═════ MATERIAL FOR THE TASK ═════
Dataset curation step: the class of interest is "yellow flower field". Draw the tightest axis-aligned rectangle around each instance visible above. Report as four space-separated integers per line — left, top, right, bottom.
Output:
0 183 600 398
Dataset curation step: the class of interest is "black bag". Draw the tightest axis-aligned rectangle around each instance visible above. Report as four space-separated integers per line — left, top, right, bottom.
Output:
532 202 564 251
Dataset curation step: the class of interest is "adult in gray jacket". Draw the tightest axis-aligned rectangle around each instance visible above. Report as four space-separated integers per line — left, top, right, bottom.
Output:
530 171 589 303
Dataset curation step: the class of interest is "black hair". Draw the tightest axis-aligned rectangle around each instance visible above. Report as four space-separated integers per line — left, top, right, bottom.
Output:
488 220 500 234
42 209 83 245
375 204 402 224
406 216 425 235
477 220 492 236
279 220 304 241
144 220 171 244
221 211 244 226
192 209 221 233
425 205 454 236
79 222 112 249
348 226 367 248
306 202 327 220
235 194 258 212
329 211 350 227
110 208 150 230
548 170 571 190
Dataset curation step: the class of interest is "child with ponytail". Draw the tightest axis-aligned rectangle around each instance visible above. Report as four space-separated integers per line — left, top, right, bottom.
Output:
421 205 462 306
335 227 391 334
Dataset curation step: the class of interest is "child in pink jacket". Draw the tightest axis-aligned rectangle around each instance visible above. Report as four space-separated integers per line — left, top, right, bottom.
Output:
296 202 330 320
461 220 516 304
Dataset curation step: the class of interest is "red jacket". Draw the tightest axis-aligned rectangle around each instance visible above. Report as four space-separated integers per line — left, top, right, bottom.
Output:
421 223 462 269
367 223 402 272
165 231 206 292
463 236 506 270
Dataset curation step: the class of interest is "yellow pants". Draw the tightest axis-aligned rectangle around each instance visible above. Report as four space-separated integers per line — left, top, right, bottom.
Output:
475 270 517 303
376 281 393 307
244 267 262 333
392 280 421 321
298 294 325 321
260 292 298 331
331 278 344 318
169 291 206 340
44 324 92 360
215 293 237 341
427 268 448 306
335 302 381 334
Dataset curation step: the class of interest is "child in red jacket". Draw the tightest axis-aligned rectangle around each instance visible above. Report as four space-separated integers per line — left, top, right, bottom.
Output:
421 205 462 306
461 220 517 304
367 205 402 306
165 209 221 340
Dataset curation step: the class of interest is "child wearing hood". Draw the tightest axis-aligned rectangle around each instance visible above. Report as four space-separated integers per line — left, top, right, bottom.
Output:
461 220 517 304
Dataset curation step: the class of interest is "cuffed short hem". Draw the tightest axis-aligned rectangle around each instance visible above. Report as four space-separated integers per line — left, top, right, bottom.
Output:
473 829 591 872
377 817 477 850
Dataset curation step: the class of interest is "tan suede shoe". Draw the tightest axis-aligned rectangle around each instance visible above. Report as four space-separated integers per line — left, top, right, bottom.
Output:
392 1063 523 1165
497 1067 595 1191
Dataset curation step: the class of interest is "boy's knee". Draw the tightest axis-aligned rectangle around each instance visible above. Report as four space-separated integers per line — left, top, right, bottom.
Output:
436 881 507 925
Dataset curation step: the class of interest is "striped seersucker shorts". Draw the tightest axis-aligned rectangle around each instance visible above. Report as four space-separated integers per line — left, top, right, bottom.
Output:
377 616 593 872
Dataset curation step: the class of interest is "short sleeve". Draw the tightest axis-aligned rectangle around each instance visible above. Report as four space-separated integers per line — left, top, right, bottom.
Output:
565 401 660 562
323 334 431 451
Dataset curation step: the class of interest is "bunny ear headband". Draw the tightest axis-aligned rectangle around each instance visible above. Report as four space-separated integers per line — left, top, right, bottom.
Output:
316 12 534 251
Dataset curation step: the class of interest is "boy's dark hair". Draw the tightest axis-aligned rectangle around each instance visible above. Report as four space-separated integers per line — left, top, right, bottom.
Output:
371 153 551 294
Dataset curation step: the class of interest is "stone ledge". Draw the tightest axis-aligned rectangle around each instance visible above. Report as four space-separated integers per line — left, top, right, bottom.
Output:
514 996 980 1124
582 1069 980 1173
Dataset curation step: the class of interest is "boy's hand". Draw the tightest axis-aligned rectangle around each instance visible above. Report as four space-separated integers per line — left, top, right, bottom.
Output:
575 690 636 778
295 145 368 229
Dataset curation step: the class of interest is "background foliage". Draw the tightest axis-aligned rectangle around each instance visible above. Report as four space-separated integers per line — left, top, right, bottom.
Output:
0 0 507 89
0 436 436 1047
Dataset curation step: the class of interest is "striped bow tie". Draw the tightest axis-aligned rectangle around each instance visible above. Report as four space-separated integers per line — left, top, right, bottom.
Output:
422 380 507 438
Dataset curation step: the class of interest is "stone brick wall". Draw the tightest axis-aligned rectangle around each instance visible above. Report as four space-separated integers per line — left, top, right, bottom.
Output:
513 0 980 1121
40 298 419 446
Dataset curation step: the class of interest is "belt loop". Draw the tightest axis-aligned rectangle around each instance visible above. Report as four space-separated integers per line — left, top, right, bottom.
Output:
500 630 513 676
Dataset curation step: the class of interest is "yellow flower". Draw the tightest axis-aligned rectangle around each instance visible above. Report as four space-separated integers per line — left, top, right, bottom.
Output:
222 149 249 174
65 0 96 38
═════
═════ MATERIAL FOR THE TASK ═════
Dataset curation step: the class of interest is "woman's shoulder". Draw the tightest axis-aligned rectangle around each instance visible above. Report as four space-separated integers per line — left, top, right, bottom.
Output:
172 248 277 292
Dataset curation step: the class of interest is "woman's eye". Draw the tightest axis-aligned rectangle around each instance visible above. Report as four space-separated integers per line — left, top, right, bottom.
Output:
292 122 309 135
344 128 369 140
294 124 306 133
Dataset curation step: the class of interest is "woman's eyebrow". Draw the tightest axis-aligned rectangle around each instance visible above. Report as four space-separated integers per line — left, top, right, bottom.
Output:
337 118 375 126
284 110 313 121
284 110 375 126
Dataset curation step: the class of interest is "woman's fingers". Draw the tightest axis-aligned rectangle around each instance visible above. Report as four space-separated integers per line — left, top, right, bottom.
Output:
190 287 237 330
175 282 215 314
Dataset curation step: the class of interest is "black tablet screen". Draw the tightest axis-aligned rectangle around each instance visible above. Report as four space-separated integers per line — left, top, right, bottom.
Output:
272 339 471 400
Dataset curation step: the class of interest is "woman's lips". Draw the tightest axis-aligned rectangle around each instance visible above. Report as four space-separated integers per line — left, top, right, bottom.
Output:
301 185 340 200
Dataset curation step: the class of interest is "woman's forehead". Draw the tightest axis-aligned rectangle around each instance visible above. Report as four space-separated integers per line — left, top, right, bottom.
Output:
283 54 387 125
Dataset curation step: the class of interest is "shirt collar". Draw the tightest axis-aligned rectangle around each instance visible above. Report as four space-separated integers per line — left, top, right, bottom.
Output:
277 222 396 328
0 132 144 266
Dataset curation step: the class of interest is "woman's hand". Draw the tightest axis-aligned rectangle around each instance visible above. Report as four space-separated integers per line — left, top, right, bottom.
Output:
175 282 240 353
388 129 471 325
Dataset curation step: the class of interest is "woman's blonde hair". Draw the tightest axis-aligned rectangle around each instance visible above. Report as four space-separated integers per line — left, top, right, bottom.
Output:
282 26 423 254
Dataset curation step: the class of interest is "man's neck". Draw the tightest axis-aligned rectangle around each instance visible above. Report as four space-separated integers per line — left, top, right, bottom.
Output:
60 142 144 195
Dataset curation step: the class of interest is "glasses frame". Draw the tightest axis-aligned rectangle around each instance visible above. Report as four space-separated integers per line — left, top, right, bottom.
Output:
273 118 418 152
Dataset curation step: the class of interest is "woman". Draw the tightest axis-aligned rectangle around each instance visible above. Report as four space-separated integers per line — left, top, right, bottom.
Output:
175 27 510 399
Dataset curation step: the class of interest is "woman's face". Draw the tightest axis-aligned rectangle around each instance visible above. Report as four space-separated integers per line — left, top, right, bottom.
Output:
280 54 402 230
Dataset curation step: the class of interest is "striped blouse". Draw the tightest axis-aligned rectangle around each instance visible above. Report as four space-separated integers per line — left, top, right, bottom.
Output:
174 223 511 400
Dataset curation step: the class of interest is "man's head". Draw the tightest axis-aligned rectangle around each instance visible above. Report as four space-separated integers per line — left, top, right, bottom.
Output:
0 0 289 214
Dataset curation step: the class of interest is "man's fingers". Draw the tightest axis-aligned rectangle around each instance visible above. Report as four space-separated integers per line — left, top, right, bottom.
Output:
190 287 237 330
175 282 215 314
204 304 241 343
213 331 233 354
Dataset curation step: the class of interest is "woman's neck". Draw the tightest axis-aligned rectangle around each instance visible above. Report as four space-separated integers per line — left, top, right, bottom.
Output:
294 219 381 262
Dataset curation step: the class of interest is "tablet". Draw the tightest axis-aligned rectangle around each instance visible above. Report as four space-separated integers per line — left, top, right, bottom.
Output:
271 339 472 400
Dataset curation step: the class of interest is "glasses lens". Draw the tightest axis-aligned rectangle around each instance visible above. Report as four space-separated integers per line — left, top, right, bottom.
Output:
═════
═════ MATERIAL FOR THE TASK ═════
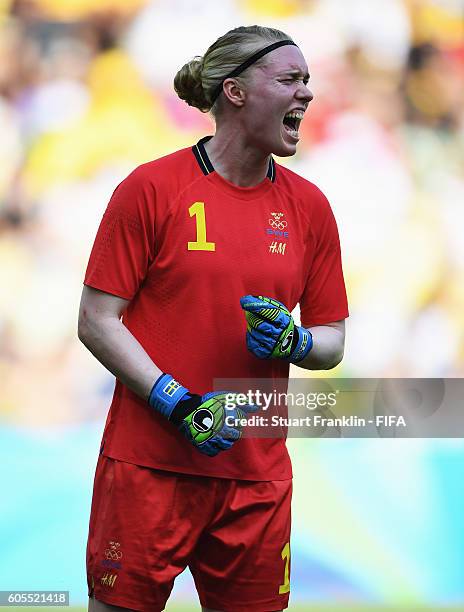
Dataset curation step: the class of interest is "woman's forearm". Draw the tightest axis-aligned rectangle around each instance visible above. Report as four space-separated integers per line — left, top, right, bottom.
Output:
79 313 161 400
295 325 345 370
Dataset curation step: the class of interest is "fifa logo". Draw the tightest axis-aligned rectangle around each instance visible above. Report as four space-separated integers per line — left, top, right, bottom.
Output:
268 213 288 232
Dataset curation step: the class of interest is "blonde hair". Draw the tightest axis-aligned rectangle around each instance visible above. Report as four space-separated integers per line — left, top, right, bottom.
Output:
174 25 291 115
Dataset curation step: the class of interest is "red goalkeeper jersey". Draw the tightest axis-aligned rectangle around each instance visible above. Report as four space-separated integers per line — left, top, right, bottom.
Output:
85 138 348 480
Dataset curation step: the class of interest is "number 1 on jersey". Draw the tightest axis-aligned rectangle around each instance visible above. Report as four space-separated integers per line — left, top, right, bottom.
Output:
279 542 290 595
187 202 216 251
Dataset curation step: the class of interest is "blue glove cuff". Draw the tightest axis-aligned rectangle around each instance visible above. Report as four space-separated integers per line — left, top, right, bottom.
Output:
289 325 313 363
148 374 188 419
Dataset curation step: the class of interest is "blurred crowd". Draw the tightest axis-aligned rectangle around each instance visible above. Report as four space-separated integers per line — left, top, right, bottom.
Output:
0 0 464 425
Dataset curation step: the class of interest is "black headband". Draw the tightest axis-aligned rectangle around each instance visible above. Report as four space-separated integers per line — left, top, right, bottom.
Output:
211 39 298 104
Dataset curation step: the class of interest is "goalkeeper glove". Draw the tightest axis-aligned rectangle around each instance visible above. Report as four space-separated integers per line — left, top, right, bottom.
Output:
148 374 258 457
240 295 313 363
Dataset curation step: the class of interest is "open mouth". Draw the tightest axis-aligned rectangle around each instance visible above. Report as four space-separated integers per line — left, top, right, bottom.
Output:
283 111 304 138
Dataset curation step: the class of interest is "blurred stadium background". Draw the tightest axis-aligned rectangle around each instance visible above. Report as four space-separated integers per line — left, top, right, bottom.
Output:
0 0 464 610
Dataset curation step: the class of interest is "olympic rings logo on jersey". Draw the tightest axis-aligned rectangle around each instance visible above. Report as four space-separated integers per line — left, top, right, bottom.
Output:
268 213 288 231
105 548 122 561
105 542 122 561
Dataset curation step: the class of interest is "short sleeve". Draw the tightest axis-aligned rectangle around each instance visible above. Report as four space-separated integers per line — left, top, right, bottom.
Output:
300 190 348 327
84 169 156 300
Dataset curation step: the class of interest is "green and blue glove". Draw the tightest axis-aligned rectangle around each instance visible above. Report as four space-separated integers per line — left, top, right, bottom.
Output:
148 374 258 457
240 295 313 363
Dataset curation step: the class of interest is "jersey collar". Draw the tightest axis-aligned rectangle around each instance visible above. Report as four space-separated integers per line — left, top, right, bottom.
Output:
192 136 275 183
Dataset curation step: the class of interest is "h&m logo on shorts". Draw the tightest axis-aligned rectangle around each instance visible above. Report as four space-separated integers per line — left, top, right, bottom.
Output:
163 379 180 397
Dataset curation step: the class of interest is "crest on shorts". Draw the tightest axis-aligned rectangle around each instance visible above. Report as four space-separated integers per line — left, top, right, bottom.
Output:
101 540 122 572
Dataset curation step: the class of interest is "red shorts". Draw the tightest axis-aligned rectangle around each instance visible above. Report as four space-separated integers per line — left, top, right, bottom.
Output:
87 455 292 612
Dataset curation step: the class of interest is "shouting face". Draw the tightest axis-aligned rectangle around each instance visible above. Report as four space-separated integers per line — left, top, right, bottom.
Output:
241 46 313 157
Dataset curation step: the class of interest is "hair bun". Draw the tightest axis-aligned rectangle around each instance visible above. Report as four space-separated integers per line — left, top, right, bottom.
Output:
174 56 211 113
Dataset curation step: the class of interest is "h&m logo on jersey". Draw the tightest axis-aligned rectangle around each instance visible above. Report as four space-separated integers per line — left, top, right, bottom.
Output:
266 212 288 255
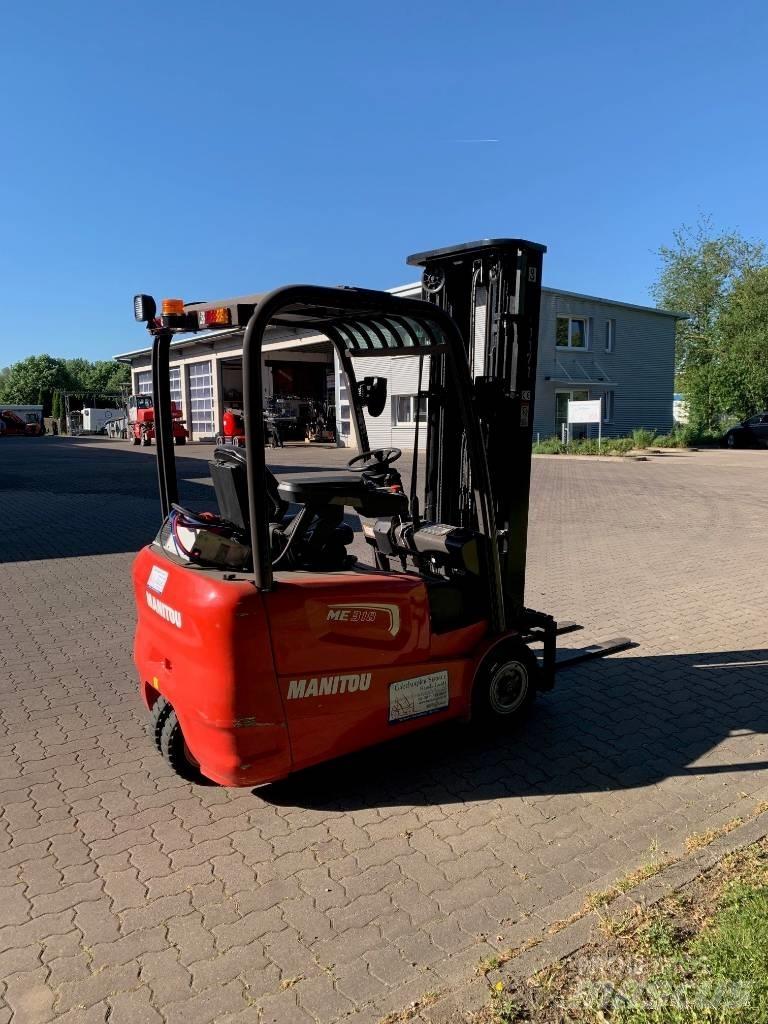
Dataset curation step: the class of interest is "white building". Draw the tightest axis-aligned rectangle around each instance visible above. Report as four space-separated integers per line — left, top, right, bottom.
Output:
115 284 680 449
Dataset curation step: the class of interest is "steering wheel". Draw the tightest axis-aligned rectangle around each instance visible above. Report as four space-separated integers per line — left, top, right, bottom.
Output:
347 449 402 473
═════
▸ INSTRUCTIONS TO FOLLOW: Count the lines in the records above that contain the word "face", and give only that number.

▸ FINISHED ANSWER: 2